TASK TO COMPLETE —
Start with the line containing "Note to the class: find the grass verge" and write out each line through the end of the listing, exactly as given.

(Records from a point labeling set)
····················
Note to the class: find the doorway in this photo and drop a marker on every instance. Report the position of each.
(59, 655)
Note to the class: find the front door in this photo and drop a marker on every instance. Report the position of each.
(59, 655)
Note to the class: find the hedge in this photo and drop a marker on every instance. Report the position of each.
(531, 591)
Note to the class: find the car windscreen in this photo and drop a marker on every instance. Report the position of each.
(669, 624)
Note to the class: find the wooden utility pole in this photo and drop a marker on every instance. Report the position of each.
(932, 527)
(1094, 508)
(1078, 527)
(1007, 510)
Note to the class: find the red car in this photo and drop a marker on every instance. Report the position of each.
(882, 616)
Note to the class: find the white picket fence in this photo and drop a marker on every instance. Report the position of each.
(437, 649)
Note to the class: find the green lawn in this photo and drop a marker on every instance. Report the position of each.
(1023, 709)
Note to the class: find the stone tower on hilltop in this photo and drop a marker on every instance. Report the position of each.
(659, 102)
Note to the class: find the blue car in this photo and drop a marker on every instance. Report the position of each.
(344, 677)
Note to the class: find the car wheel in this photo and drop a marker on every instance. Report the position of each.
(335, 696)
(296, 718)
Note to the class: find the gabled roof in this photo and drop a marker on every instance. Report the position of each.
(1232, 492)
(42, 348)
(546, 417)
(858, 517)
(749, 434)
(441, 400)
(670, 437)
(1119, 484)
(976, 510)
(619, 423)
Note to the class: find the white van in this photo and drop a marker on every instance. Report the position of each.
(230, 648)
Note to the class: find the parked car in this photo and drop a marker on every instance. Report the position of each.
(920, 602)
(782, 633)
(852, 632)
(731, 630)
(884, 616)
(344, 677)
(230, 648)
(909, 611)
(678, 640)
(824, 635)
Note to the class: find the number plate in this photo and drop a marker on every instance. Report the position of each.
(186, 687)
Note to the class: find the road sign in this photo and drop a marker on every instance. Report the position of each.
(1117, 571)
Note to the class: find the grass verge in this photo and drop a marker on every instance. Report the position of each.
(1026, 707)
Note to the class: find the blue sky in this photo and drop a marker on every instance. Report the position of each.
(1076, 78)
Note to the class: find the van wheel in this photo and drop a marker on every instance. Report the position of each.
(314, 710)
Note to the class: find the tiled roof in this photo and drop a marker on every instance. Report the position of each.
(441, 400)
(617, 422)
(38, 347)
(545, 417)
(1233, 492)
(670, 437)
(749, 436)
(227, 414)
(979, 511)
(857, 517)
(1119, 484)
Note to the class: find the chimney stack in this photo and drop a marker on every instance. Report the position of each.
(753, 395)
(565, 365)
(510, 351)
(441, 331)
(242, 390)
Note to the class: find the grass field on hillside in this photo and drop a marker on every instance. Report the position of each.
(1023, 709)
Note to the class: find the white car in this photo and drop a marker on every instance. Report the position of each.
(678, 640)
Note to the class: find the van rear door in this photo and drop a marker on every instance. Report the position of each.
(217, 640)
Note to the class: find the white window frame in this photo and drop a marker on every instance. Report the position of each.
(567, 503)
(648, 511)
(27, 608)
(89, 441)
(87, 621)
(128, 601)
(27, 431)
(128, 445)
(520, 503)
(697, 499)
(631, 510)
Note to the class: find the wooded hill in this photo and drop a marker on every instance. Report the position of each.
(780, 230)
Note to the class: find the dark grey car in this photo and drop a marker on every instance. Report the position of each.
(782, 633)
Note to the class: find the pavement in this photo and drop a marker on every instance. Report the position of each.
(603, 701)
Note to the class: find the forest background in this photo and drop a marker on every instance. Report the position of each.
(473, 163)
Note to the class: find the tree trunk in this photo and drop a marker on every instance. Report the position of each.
····················
PROBLEM SOLUTION —
Note to the class: find the grass verge in this photo and drop a marker on every instance. Report the position of each.
(1026, 707)
Note to the class: find the blue sky in this photo and drop a marker on every instance. Report the position of each.
(1076, 78)
Note to the class: find the van wheel in this photo and drop a marker on every instance. Report the position of each.
(314, 710)
Note to the class: find the tiled roof in this photo and drop a marker on every instance. Report the position of each.
(441, 400)
(617, 422)
(38, 347)
(545, 417)
(1233, 492)
(670, 437)
(749, 436)
(227, 414)
(979, 511)
(857, 517)
(1119, 484)
Note to the class: find the chimney stack in this photo and drop a marker on every instance. Report the position of each.
(753, 395)
(565, 365)
(510, 351)
(441, 331)
(242, 390)
Note to the class: find the grass field on hillside in this photo and drop a marker on every instance. Report the position of each.
(1023, 709)
Note to the class: find the white car in this photo and drop a marker on every instance. Report the position of each.
(678, 640)
Note to the class: find the van rear door in this photo and drop a marker on every instance. Report the position of each.
(217, 640)
Note to the class: find the white window frame in this photo and drop a marker on every instance. Report the position of each.
(567, 503)
(648, 511)
(27, 608)
(89, 441)
(87, 621)
(128, 601)
(27, 431)
(128, 445)
(520, 503)
(697, 499)
(631, 510)
Note to the class: find the wooded hill in this photo and drop a marker on every instance. Report the position of each.
(780, 230)
Note to the class: find the dark grey car in this photo and drop a marker on every instance. Report the position of each.
(782, 633)
Note to the class: find the pavement in this photo and drop a marker on every instance. Report the position of each.
(603, 701)
Note to the class: find the forest background in this photo and drop a marker on every instance. Report the position of each.
(473, 163)
Note to the class: find the tree trunk in this photo and drop a marker on every instance. Report the position of each.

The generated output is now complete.